● Coordinate annotation entries
====================

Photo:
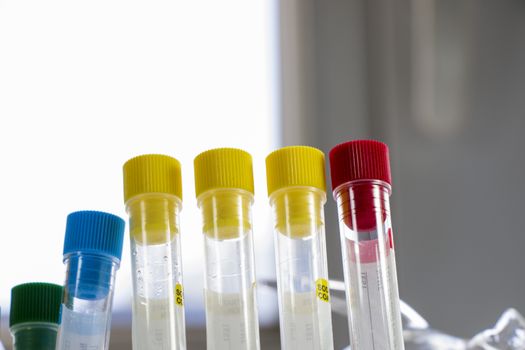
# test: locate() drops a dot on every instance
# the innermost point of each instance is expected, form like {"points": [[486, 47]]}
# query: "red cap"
{"points": [[359, 160]]}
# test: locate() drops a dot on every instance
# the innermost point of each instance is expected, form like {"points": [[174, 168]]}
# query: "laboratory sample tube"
{"points": [[361, 183], [224, 189], [34, 317], [297, 190], [92, 253], [153, 197]]}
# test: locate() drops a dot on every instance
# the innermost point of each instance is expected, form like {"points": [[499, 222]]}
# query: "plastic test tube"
{"points": [[224, 188], [297, 191], [361, 182], [35, 311], [153, 197], [92, 253]]}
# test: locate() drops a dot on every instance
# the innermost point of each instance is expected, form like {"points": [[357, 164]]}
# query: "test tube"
{"points": [[153, 197], [92, 253], [224, 188], [35, 311], [297, 190], [361, 183]]}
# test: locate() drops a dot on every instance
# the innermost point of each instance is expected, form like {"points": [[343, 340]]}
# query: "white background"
{"points": [[86, 85]]}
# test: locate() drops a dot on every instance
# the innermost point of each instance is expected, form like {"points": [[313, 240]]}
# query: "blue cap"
{"points": [[94, 232]]}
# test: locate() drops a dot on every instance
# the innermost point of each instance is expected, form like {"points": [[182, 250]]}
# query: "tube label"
{"points": [[179, 294], [322, 290]]}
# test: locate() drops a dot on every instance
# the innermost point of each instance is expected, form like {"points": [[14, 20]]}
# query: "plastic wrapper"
{"points": [[507, 334]]}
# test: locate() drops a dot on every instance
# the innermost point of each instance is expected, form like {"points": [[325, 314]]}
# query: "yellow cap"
{"points": [[223, 168], [152, 173], [295, 166]]}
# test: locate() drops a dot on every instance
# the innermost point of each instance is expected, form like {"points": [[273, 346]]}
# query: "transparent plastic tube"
{"points": [[92, 253], [35, 312], [34, 335], [158, 304], [231, 308], [361, 180], [153, 198], [87, 303], [302, 272]]}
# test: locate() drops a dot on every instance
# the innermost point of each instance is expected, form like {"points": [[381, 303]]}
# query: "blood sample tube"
{"points": [[92, 253], [35, 311], [224, 188], [153, 197], [361, 183], [297, 191]]}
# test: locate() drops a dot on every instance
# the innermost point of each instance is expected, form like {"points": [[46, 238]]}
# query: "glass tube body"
{"points": [[34, 335], [369, 265], [231, 307], [158, 300], [302, 272], [87, 302]]}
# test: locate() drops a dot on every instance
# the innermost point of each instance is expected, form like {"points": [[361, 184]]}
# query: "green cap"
{"points": [[35, 302]]}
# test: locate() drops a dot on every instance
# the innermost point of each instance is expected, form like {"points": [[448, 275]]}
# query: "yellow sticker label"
{"points": [[179, 294], [322, 290]]}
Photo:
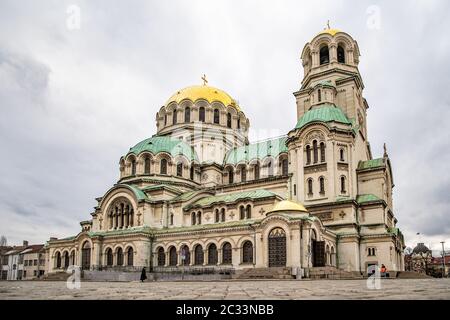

====================

● Exercise task
Find each line in the records that contains the word "tube" and copy those lines out.

● Output of the task
# query: "laboratory sample tube"
# query: "plastic test tube"
# query: "test tube"
# query: "tube label"
# query: "transparent plastic tube"
# query: "blood sample tube"
# query: "glass tube body"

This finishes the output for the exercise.